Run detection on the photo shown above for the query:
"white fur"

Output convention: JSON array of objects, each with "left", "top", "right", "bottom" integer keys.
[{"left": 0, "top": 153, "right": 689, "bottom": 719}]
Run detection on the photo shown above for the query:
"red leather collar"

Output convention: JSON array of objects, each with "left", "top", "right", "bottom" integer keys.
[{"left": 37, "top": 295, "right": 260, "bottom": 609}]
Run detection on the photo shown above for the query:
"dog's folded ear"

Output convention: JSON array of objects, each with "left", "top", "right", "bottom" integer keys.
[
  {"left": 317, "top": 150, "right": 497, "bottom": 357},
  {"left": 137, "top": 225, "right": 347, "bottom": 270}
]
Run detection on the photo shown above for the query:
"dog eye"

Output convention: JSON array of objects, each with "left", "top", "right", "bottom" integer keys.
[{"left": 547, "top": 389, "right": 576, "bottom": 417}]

####

_The request_: Copy out all of the entries above verbatim, keeping every line and line break in its original order.

_Answer to the exercise_:
Run detection on the photo shown above for the query:
"white fur"

Output convention: JSON array of objects, each with "left", "top", "right", "bottom" integer keys.
[{"left": 0, "top": 153, "right": 689, "bottom": 719}]
Run detection on the photo shown above for the query:
"red leather collar"

Output convention: JSON array of objects, each with "left", "top", "right", "bottom" integer keys.
[{"left": 37, "top": 295, "right": 260, "bottom": 609}]
Run detection on the photo shown above for the query:
"dog's folded ear"

Output convention: JSON array of objects, each with "left", "top", "right", "bottom" integer keys.
[
  {"left": 317, "top": 150, "right": 497, "bottom": 357},
  {"left": 137, "top": 225, "right": 347, "bottom": 270}
]
Run detection on the photo shown above for the query:
"dog eye"

Output convention: JSON array of objects, each with "left", "top", "right", "bottom" integer keys.
[{"left": 547, "top": 389, "right": 576, "bottom": 417}]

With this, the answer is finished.